Reproduce the listing below verbatim, leaving out the pictures.

※

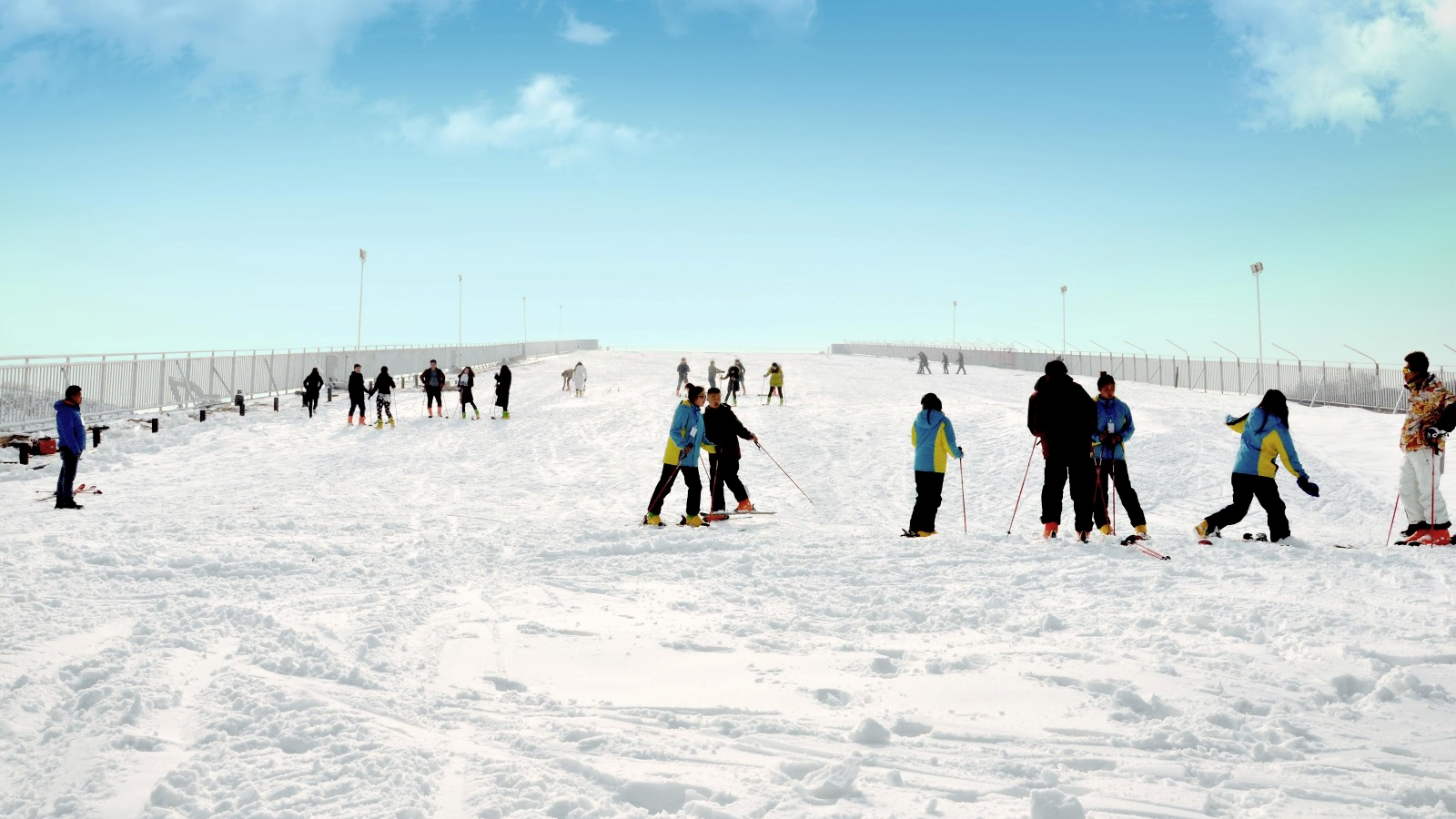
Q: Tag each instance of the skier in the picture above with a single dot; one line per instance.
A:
(724, 428)
(466, 385)
(383, 405)
(357, 395)
(1063, 416)
(1264, 439)
(434, 380)
(502, 390)
(932, 438)
(72, 431)
(686, 439)
(310, 390)
(1423, 443)
(1114, 426)
(775, 376)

※

* In response
Q: Tag each instance of the skier in the picture above with a single dot; one line per instance.
A:
(724, 428)
(466, 385)
(383, 405)
(357, 395)
(1063, 416)
(1264, 439)
(434, 380)
(502, 390)
(932, 438)
(72, 431)
(686, 439)
(310, 390)
(1423, 443)
(1114, 426)
(775, 376)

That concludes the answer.